* Begin Available data *
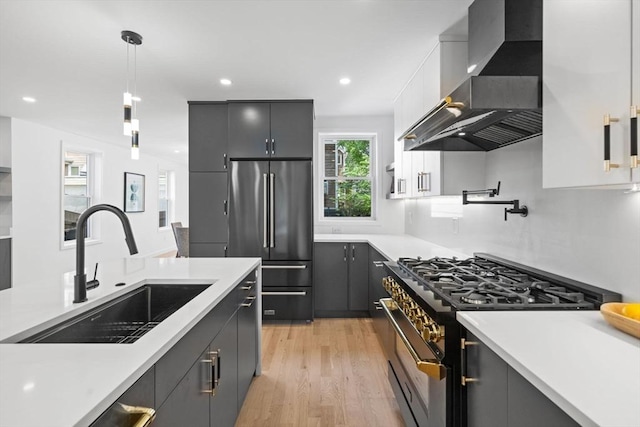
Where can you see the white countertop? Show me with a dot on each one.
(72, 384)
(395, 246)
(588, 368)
* End Available data *
* Begin Available data *
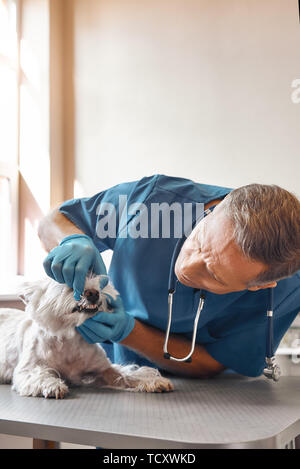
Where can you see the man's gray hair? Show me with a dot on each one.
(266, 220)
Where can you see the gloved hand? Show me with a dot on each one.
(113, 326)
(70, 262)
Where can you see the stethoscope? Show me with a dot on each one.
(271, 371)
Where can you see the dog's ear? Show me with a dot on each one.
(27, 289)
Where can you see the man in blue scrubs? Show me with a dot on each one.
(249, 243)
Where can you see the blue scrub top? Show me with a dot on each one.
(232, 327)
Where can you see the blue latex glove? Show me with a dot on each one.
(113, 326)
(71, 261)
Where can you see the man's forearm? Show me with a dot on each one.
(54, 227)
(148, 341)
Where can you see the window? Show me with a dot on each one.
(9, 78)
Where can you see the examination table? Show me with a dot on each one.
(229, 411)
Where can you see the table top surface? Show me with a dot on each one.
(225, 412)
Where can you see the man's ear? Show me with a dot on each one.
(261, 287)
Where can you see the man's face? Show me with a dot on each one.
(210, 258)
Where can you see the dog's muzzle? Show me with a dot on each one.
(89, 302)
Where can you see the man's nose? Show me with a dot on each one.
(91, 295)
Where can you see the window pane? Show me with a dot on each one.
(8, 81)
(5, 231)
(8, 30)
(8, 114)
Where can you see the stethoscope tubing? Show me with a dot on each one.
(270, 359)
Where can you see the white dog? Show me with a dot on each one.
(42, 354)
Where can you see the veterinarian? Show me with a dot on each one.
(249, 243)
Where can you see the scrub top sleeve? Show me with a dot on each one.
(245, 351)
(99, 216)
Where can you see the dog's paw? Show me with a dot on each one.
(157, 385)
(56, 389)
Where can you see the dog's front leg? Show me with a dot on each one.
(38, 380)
* End Available data *
Problem description:
How many lines in the listing above contain the word "blue"? Reply with the number alone.

Full output:
3